Provided data —
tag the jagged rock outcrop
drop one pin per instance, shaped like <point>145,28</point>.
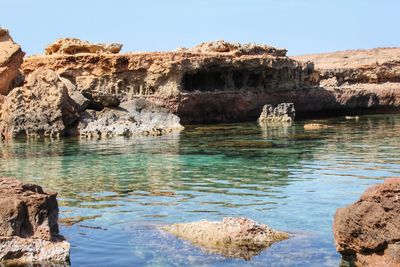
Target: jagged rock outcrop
<point>29,225</point>
<point>42,107</point>
<point>72,46</point>
<point>212,82</point>
<point>11,57</point>
<point>136,117</point>
<point>282,113</point>
<point>368,231</point>
<point>235,48</point>
<point>231,237</point>
<point>222,82</point>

What is required — Could you write out all the items again with every "jagged rock outcrop" switched to "weathered sandstone ridge" and nothing else changed, leaving the pictures out?

Solution for this task —
tag the weathered sandstone ridge
drop one pin per instance, shaped like <point>145,28</point>.
Target: weathered sandstone ridge
<point>29,225</point>
<point>42,107</point>
<point>72,46</point>
<point>212,82</point>
<point>11,57</point>
<point>136,117</point>
<point>282,113</point>
<point>368,231</point>
<point>235,48</point>
<point>231,237</point>
<point>222,82</point>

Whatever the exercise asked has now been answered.